Document segment:
= Beginning of Section =

Residue of the canonical sheaf along subvariety Let $S$ be a smooth projective surface over an
algebraically closed field $k$ and $C \subset S$ a singular curve. Let us denote by $K_S$ the class of canonical divisor of $S$ and $\mathcal{O}(K_S)$ the canonical sheaf. If $\Omega_{S/k}$ is the sheaf of Kähler differentials, then smoothness of $S$ and $\mathcal{O}(K_S)=\Omega_{S/k}^2$ imply that $\mathcal{O}(K_S)$ is generated locally by an the element $\frac{1}{f} dx \wedge dy$ where $dx, dy$ are local basis elements of $\Omega_{S/k}$ and certain $f \in K(S)$. 
I found recently a statement (I forgot the source, I think it was Kollar's Resolutions of Singularities) that locally the residue of $\frac{1}{f} dx \wedge dy$ gives a generator $r \vert _C$ of restriction $\mathcal{O}_S(C+K_S) \vert _C$.
The residue $r$ is characterized by equation 
$$f^{-1}dx \wedge dy= \frac{df}{f} \wedge r $$
My questions are quite general: 
I'm looking for sources dealing with this residue construction and it's properties in detail. How far can this constrution be generalized? ie is it possible to construct for instead of a smooth surface for an arbitrary smooth projective variety $V$ of algeb closed field from the local generator of it's canonical sheaf $O_V(K_V)$ a residue along a codimension one subscheme $D$? And why gives this residue a local generator of $O_V(D +K_V) \vert _D$?
It looks like a far generalization of the concept of residues from basic complex analysis but since I still have nowhere found any books treating this construction in detail I don't know which interesting properties the residue by this constructions obtains and why the construction can be considered as a generalization of the story from complex analysis.

= End of Section =

[Data excerpts]
= Beginning of Section =

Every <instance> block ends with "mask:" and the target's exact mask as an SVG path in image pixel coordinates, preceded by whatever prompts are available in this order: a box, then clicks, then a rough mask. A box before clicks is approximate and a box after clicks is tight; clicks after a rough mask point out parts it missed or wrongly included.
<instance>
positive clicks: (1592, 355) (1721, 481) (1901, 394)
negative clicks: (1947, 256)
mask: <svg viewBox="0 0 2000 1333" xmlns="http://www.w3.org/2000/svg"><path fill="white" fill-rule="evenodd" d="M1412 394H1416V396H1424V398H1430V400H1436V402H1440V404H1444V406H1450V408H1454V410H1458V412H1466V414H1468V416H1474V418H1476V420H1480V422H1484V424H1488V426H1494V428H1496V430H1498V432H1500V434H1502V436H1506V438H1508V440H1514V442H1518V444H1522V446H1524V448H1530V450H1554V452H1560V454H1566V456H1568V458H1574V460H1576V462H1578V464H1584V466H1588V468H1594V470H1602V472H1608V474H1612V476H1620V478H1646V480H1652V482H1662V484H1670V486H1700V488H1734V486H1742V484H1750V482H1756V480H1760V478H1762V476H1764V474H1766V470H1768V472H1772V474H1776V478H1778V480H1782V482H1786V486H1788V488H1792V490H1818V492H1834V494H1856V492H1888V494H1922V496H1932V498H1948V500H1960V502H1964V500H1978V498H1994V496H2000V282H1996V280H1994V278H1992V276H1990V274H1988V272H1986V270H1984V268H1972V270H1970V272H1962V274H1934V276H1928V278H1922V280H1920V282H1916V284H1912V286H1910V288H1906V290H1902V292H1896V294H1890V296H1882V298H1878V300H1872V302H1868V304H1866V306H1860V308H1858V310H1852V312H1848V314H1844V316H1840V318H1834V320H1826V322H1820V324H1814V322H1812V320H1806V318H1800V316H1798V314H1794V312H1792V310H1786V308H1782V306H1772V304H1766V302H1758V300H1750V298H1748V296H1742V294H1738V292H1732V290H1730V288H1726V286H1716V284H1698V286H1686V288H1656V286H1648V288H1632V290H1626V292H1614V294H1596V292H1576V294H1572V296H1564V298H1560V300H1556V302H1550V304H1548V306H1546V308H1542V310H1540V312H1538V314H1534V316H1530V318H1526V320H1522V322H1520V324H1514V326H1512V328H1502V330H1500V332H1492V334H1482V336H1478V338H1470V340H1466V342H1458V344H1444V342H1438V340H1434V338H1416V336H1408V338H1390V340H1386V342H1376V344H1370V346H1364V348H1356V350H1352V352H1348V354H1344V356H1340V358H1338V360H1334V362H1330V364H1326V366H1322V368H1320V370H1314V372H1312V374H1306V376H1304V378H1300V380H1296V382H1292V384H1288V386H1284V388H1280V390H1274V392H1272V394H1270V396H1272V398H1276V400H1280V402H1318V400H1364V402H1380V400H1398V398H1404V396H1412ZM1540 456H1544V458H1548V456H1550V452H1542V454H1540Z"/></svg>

= End of Section =

Job 1: Repeat the part of the post on residues of the canonical sheaf starting with "It looks like" and going on through "from complex analysis.".
Job 2: Write the next part of the post on residues of the canonical sheaf, picking up after its last sentence.
The records are separate material and do not belong to the post on residues of the canonical sheaf.

Exercise output 1:
It looks like a far generalization of the concept of residues from basic complex analysis but since I still have nowhere found any books treating this construction in detail I don't know which interesting properties the residue by this constructions obtains and why the construction can be considered as a generalization of the story from complex analysis.

Exercise output 2:
 A: I believe that what you wrote is not entirely correct and that might be the reason that it does not seem to work out. As a response to one of your comments, $K_C$ actually makes sense in this case, because it is a Cartier divisor in $S$ and hence Gorenstein. I'll elaborate on this below. 
So, I don't think $\frac{1}{f} dx \wedge dy$ generates $\mathscr O(K_S)$ (locally). If you think about it, essentially by definition $dx \wedge dy$ generates that sheaf (locally), so the additional $\frac 1f$ gives it a twist. My guess is that what you saw said that $f$ should be a local equation for $C$ and if it is that then $\frac{1}{f} dx \wedge dy$ generates $\mathscr O(K_S+C)$ locally. If this is OK with you, then it is no surprise that its restriction to $C$ generates the restricted sheaf. 
And, indeed, there is a more general framework for this. Using your notation, let $V$ be a Cohen-Macaulay (CM) scheme (or variety, or complex analytic space) and let $D\subseteq V$ be an effective Cartier divisor (this can be weakened to $D$ being a pure codimension $1$ subscheme/subvariety, but in that case you have to be a bit more careful about the sheaves that appear, so I'll stick to this case for simplicity).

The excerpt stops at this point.